(Stored dataset items)
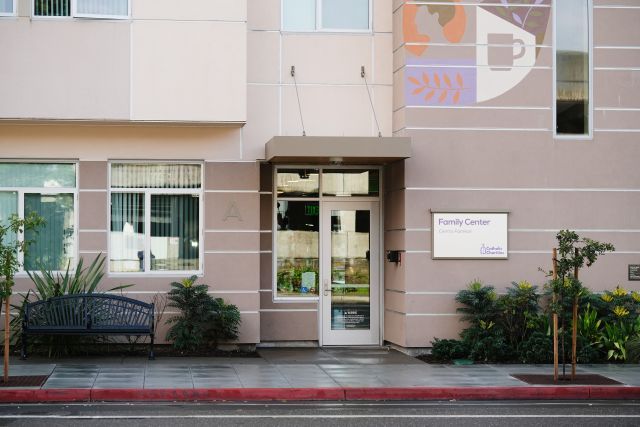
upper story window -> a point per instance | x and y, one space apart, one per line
49 190
155 217
326 15
115 9
7 7
573 68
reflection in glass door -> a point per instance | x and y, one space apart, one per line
350 291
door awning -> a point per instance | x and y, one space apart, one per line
337 149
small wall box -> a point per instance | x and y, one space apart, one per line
393 256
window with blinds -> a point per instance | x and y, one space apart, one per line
115 9
7 7
155 217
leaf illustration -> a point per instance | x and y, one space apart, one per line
517 18
446 79
429 95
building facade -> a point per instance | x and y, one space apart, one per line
336 169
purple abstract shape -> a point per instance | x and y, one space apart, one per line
517 18
440 86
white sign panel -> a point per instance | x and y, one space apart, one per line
469 235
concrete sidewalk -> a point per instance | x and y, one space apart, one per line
300 374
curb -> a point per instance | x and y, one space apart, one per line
320 394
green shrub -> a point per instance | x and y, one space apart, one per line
225 322
478 303
202 320
518 312
446 350
538 348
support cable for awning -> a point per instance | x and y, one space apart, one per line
293 74
375 117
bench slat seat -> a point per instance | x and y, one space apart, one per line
88 314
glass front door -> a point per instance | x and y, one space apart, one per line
350 282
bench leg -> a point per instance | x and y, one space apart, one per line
23 353
152 356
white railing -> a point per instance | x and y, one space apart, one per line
82 8
52 7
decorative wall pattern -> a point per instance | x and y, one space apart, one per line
467 54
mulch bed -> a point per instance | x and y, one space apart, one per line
25 381
581 379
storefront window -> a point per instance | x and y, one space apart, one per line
297 248
350 182
155 217
298 182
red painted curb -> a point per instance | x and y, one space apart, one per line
467 393
334 394
63 395
217 394
19 395
614 392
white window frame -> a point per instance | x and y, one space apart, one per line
73 13
564 136
47 191
320 29
15 10
321 199
148 192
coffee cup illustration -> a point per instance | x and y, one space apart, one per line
503 50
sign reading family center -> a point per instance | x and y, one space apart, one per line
470 235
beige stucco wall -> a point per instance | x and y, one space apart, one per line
186 64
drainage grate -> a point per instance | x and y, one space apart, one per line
581 379
25 381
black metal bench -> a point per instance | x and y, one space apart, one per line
88 314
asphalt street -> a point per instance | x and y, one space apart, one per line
598 413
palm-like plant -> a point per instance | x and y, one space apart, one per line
478 303
201 319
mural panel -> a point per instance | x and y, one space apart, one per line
466 54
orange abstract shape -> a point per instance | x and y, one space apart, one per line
446 79
454 29
410 30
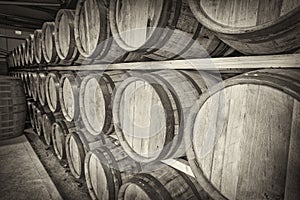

DIRECTIONS => Beginning with the line that holds "mural panel ->" and continuing to the end of the entries above, set down each line exactly, both ends included; include no pictures.

RESULT BELOW =>
mural panel -> a point per instance | x and y, one space apart, one per line
466 54
orange abstract shape -> a point per instance | x and y, one space apart, one per line
446 79
454 29
410 30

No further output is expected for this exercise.